• _Задание 1_: Процитируйте без изменений строки, идущие ниже после отрывка: начиная с самой первой из них и заканчивая той, в которой стоит "(798, 1148)", включая обе границы.

• _Приведённый отрывок_:
------------------------------------------------------------
Читать книгу Весна народов. Русские и украинцы между Булгаковым и Петлюрой - Сергей Беляков - Страница 16

Часть I. Зима Украина и украинцы накануне Первой мировой войны
Была ли Украина колонией?
2

Оглавление

«Украина как раз была для России (а значит, в особенности для ее господствующих классов) колонией, которую Россия обирала немилосердно»[136], – писал украинский социал-демократ Винниченко. Его однопартиец Исаак Мазепа называл Украину «колонией Московщины». Украинские революционеры говорили о колониальном статусе Украины как о чем-то общеизвестном, несомненном и не требующем даже специального обсуждения.

Из романа Гео (Георгия) Шкурупия «Жанна-батальонерка»: «Целая культурная нация, которая несла европейское образование в Азию, теперь задавлена вонючим сапогом российского самодержавия. Украина – несчастнейшая из колоний, потому что ее заняли некультурные варвары, которых она когда-то учила азбуке. <…> Только татарское иго можно сравнить с тем игом, потому что оно грязное и не несет с собой никакой культуры»[137].

Украинский писатель-футурист сочинял это после революции, в разгар украинизации на советской уже Украине. Ругать «русский великодержавный шовинизм» тогда было принято. Царскую Россию называли «тюрьмой народов». Политическая пропаганда советских интернационалистов удивительным образом совпала со взглядами украинских националистов.

Не скажу, будто коммунисты и социал-демократы, украинские и русские, откровенно лгали. Допущу, что они искренне заблуждались. Все губернии, где малороссияне/украинцы составляли большинство населения, пользовались теми же правами и несли те же повинности, что и губернии Великороссии. Украинский крестьянин жил не беднее крестьянина-великоросса. На обед ел борщ с мясом и салом (в постные дни – с грибами и конопляным, а позднее и с подсолнечным маслом), хлеб, кашу с молоком или салом, на полдник – хлеб с салом (в постные дни – хлеб с луком и огурцами), на ужин – жареную или вареную картошку, капусту. В праздники, особенно зимние, ели жареного поросенка, лапшу с говядиной, домашнюю колбасу, брынзу, масло, мёд. Русский мужик в те же годы ел на обед щи, беленные молоком или сметаной, ячневую, овсяную или гречневую кашу с молоком, постным маслом, соленую рыбу, картошку, хлеб, солонину. На праздники – говядину, свинину, баранину, пироги, блины или оладьи, мёд. В богатых русских промысловых селах питались лучше – в скоромные дни со стола не сходили ветчина, студень, баранина, курятина, а то и гусятина. Но были совсем нищие деревни, где большую часть года питались щами, хлебом, квасом, овсяным киселем да картошкой с льняным маслом. Жизнь русских мужиков меньше всего напоминала жизнь колонизаторов несчастной Украины.
------------------------------------------------------------
• _Доступные строки_:
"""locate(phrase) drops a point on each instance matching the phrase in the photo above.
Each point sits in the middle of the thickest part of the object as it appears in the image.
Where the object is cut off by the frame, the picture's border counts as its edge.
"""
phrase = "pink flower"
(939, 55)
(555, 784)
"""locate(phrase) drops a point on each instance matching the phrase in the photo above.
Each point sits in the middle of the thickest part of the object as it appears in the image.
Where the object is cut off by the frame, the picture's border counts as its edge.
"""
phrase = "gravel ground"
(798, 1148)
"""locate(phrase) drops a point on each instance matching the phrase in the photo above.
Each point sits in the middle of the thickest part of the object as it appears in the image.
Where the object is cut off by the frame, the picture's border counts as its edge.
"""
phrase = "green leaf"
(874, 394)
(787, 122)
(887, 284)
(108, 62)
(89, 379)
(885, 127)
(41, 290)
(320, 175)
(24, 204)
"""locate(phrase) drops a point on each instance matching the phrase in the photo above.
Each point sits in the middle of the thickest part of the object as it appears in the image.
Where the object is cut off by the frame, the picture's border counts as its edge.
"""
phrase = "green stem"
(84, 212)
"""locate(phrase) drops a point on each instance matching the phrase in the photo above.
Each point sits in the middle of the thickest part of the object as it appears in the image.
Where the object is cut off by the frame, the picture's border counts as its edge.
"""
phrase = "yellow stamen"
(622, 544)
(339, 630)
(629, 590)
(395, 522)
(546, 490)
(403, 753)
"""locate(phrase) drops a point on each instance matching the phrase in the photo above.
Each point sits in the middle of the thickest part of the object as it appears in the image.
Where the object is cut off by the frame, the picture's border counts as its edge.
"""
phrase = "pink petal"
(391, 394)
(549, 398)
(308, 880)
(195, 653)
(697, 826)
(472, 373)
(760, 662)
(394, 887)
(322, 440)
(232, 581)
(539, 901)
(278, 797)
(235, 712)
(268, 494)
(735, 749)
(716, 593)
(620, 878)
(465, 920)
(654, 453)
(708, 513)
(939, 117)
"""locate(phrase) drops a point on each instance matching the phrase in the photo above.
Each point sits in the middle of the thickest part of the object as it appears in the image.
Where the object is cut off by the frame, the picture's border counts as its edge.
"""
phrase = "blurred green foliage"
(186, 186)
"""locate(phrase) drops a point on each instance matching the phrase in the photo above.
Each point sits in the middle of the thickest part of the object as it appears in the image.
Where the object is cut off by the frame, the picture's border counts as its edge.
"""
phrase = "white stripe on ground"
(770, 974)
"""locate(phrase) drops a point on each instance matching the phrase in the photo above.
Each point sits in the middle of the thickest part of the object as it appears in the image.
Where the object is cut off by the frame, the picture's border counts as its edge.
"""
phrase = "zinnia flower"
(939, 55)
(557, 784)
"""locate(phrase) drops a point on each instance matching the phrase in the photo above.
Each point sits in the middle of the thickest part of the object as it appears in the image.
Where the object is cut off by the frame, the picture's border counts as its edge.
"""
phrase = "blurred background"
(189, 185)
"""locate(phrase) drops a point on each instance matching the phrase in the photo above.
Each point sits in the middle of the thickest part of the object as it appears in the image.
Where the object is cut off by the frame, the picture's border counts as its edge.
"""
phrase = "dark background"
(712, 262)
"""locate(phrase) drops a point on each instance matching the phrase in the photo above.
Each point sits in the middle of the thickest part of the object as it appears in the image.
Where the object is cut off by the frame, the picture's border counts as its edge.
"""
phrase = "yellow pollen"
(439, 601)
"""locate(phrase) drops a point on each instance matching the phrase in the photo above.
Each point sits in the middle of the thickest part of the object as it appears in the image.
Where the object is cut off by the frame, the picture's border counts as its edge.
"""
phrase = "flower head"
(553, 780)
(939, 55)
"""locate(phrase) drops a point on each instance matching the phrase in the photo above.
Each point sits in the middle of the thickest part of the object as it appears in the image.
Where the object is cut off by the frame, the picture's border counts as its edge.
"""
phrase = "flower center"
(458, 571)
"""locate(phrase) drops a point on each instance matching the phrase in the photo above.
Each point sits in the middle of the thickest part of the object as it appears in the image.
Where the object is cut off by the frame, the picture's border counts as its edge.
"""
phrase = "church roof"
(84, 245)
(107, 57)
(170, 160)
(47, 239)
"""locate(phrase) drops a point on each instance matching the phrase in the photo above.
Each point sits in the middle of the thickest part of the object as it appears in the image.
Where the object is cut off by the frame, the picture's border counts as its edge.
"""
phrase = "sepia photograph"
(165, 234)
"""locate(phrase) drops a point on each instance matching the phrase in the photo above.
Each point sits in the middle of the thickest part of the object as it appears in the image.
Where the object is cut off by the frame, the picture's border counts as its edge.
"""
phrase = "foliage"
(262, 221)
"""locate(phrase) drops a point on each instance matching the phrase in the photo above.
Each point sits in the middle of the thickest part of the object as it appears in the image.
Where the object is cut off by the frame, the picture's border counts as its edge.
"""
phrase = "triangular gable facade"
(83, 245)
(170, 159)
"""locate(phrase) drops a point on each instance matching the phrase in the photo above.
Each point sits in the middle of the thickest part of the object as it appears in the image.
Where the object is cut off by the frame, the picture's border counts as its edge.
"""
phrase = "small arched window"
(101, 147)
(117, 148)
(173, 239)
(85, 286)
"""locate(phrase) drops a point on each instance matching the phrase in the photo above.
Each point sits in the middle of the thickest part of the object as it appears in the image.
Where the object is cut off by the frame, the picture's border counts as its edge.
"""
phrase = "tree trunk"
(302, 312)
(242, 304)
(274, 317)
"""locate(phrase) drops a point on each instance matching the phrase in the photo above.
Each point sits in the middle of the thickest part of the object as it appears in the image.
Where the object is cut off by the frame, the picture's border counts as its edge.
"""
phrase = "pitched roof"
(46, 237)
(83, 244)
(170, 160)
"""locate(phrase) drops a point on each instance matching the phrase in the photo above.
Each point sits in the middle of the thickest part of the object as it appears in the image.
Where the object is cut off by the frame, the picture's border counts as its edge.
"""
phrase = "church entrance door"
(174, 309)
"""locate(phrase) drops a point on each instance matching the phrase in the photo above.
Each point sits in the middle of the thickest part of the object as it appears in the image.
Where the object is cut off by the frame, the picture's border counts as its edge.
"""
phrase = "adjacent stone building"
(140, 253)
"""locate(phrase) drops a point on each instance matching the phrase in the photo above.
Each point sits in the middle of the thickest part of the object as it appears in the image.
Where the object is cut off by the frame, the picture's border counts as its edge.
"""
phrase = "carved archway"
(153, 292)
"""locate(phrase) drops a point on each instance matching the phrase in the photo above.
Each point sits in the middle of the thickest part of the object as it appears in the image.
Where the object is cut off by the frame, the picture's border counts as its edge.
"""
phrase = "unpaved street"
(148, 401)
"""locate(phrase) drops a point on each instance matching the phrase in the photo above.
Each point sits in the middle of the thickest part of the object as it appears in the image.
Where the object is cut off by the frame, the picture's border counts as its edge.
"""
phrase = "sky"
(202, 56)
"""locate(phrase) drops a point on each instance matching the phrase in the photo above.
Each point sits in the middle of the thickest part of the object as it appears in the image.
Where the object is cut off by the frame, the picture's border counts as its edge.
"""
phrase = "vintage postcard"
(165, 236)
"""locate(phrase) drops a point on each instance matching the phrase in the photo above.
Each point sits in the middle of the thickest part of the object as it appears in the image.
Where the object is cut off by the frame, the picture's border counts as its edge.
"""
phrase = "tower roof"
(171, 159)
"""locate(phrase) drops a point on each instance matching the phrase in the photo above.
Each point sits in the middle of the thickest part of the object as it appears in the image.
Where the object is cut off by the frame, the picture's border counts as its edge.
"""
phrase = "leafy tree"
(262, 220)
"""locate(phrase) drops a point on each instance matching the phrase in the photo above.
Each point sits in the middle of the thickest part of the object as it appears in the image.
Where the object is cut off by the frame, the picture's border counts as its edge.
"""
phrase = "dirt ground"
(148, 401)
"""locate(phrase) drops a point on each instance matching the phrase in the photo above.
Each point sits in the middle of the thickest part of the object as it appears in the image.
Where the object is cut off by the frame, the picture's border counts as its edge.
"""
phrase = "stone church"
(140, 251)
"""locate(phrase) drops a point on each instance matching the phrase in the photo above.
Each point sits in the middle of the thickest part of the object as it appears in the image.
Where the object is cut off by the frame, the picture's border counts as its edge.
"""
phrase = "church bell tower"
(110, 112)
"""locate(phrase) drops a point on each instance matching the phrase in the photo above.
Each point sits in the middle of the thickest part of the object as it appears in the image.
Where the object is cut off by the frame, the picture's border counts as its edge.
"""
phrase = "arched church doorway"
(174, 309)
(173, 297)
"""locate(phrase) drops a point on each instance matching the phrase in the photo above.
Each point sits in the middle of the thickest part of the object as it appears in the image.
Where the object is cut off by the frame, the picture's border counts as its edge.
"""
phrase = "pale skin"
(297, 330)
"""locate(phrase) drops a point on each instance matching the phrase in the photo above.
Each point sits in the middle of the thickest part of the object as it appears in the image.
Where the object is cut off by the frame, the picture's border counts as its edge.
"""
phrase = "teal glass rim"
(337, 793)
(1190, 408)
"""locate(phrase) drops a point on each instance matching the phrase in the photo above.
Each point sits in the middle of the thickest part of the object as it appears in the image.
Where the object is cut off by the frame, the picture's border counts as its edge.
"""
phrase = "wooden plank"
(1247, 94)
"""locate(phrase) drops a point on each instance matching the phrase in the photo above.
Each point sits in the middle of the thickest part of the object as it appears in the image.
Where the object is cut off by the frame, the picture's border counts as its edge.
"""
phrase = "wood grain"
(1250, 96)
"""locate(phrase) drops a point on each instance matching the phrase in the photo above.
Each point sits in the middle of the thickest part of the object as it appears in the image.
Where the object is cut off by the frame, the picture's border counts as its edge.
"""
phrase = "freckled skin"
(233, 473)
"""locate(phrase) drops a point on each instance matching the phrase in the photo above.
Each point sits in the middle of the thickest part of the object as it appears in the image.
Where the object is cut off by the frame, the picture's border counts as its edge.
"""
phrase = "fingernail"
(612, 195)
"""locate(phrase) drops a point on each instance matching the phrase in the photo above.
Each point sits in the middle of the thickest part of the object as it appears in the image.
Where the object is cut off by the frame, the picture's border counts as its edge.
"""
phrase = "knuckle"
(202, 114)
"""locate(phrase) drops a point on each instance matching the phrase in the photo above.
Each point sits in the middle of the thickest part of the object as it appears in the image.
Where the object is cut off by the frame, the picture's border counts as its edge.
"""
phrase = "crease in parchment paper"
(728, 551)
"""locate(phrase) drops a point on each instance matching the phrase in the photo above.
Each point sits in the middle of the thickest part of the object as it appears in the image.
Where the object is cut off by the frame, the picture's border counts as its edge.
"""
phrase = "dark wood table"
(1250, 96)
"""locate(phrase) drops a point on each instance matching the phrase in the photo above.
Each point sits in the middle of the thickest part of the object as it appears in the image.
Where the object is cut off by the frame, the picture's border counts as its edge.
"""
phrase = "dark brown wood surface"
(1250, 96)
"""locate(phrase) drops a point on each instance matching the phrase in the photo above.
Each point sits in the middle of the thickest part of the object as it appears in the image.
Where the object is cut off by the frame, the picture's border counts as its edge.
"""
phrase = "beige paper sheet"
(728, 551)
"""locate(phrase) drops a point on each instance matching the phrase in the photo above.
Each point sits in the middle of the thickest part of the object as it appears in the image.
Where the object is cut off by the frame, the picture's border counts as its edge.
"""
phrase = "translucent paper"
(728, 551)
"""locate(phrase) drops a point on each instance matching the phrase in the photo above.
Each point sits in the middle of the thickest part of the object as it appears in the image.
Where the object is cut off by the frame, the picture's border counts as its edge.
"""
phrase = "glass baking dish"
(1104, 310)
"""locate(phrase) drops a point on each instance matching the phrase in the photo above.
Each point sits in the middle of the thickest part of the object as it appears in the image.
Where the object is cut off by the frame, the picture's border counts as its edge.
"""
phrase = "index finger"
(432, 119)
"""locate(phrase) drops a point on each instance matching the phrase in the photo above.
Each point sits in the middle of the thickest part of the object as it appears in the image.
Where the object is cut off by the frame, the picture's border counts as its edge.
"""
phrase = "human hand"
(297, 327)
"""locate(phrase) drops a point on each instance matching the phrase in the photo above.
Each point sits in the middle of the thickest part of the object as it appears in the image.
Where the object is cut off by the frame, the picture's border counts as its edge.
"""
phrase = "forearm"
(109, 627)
------------------------------------------------------------
• _Задание 2_: Напишите, что следует дальше в отрывке о том, была ли Украина колонией России, начиная сразу после его последней фразы.

• _Результат 1_:
"""locate(phrase) drops a point on each instance matching the phrase in the photo above.
Each point sits in the middle of the thickest part of the object as it appears in the image.
Where the object is cut off by the frame, the picture's border counts as its edge.
"""
phrase = "pink flower"
(939, 55)
(555, 784)
"""locate(phrase) drops a point on each instance matching the phrase in the photo above.
Each point sits in the middle of the thickest part of the object as it appears in the image.
Where the object is cut off by the frame, the picture's border counts as its edge.
"""
phrase = "gravel ground"
(798, 1148)

• _Результат 2_:
Средний рост призывников-украинцев был выше, чем у русских[138]. Физически (по росту, весу, обхвату груди) украинцы были мощнее русских[139]. Продолжительность жизни украинцев была больше, чем у русских[140]. Это нельзя объяснить лишь генетическими причинами, ведь генетически русские и украинцы очень близки.

Аристократы и буржуа были в среднем выше, чем бедные крестьяне, пролетарии или батраки. Горожане – выше, чем деревенские жители. Грамотные – выше, чем неграмотные[141]. Причина проста. Если ребенок растет в богатой буржуазной семье, ест телятину и пьет сливки, то при прочих равных он будет выше и здоровее ребенка, который вырос на хлебе с луком и квасом. Наконец, и с грамотностью все понятно. Сколько-нибудь обеспеченные семьи крестьян или мещан находили возможность дать детям хотя бы начальное образование.

Логично предположить, что украинцы были выше и мощнее русских, потому что несколько лучше питались, лучше жили. А почему бы им и не жить хорошо? Климат на Полтавщине для сельского хозяйства куда благоприятнее, чем на Вологодчине. И земля плодороднее.

Кроме того, к началу века заметно изменился и сам характер народа. Русские путешественники, ученые, чиновники писали о малороссиянах первой половины XIX века как о народе честном, достаточно трудолюбивом, но пассивном, простодушном, не способном к коммерции. Но к началу века русские и украинцы как будто начинают меняться местами. Это было заметно уже на юге Воронежской губернии, на русско-украинской этнографической границе: «…торговля вся и вся промышленность в руках хохлов. Великоросс преимущественно пахарь. <…> Здесь на юге торгово-промышленных великорусских сел нет, а торгуют хохлацкие слободы»[142], – писал этнограф Б.С.Познанский.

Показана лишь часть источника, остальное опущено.